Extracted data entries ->
*** Block opens ***
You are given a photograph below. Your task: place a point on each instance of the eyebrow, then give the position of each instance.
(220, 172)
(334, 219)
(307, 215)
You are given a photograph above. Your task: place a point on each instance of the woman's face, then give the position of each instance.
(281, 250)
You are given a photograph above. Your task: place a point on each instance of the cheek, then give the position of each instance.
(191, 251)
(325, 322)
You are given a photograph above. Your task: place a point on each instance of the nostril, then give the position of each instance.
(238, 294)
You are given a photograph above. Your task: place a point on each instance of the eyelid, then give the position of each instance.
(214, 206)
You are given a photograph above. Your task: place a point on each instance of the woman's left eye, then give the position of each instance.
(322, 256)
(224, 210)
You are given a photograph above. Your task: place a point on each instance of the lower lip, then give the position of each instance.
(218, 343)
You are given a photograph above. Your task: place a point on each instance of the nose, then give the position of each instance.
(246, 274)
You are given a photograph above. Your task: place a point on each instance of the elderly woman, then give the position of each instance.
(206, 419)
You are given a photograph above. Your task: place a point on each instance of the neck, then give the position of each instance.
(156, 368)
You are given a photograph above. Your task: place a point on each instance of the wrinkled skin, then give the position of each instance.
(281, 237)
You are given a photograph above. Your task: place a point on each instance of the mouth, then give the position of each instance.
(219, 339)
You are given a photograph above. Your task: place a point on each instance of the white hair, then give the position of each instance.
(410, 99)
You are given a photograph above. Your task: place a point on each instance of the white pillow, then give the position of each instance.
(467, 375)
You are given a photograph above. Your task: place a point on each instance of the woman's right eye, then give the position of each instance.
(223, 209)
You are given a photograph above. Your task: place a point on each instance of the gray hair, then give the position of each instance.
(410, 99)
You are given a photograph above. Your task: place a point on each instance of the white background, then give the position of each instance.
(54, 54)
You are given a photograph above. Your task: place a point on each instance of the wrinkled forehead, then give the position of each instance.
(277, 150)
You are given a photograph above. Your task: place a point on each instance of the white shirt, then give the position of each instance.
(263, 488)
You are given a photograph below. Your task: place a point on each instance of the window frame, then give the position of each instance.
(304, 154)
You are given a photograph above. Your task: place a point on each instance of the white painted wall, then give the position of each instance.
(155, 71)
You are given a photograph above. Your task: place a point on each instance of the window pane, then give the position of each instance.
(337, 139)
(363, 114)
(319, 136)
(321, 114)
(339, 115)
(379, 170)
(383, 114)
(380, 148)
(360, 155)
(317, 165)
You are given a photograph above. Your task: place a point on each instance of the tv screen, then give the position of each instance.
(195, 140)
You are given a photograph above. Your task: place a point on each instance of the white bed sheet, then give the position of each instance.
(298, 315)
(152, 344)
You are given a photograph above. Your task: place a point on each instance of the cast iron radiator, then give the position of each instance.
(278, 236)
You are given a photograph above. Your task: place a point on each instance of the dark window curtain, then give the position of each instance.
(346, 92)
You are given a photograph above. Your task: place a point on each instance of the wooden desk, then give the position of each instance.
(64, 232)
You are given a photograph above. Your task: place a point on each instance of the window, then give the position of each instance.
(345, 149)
*** Block closes ***
Every entry should be printed again exactly as written.

Output ->
You are given a photograph below. Your task: place a point on each instance of the eyebrow, then give the position of each instance.
(220, 172)
(334, 219)
(307, 215)
You are given a photograph above. Your task: place a point on each instance of the woman's face, then give the position of each instance.
(281, 250)
You are given a photograph above. Your task: place a point on each instance of the cheek, then give the position of each instance.
(191, 251)
(325, 322)
You are given a photograph above. Your task: place a point on each instance of the nostril, then give the position of each instance.
(238, 294)
You are given a photograph above. Your task: place a point on each instance of the eyelid, then give the position of each instance.
(214, 206)
You are given a photograph above. Your task: place a point on each instance of the woman's left eye, then give the position of each instance.
(322, 256)
(224, 210)
You are given a photograph above. Your task: place a point on each instance of the lower lip, then give the position of each instance.
(218, 343)
You are given a photograph above. Your task: place a point on each instance of the nose, then give the position of each instance.
(246, 274)
You are given a photograph above. Your task: place a point on each instance of the elderly woman, then give the position of each instance.
(206, 419)
You are given a photograph above. Your task: place a point on each instance of the neck, then give the position of each instance.
(156, 368)
You are given a photograph above. Your task: place a point on each instance of the wrinkled skin, then give the position of each instance.
(281, 237)
You are given a photograph above. Your task: place a point on each instance of the mouth, then give the position of each instance.
(219, 339)
You are given a photograph above. Your task: place a point on each instance of the white hair, then give the position of each instance.
(410, 99)
You are given a photograph above. Your task: place a point on each instance of the white pillow, then give the position of each instance.
(467, 375)
You are given a photograph above. Your task: place a point on each instance of the woman's right eye, then give the position of each instance.
(223, 209)
You are given a photograph above. Your task: place a point on each instance of the gray hair, then give the position of each instance.
(410, 99)
You are given a photograph above. Your task: place a point on each instance of the white background, then give the position of each instance.
(54, 54)
You are given a photograph above. Your task: place a point on each instance of the wrinkled forehead, then give the position of each instance.
(277, 150)
You are given a photograph above. Your task: place a point on each instance of the white shirt, then give the position of each instance.
(263, 488)
You are given a photograph below. Your task: place a point on each instance of the window frame, then give the position of each instance.
(304, 154)
You are given a photograph above. Your task: place a point on each instance of the white painted wall, then give the position of each instance.
(155, 71)
You are given a photograph above. Your task: place a point on each instance of the window pane, then give the position of each instance.
(337, 139)
(363, 114)
(319, 136)
(321, 114)
(339, 115)
(379, 170)
(383, 114)
(380, 148)
(360, 155)
(317, 165)
You are given a photograph above. Your task: place a point on each instance of the tv screen, then give the position of each instance.
(195, 140)
You are given a photograph above. Your task: place a point on each instance of the white bed sheet, then give the position of each instance.
(298, 315)
(152, 344)
You are given a photograph above. Your task: place a point on each instance of the cast iron radiator, then give the position of each instance.
(278, 236)
You are given a photograph above. Your task: place a point on each instance of the dark window curtain, then give the position of each instance.
(346, 92)
You are given a photograph above. Your task: place a point on each instance of the wooden desk, then give the position of each instance.
(64, 232)
You are given a photograph above. Your task: place a point on each instance of the window, then give the position of each instance.
(345, 149)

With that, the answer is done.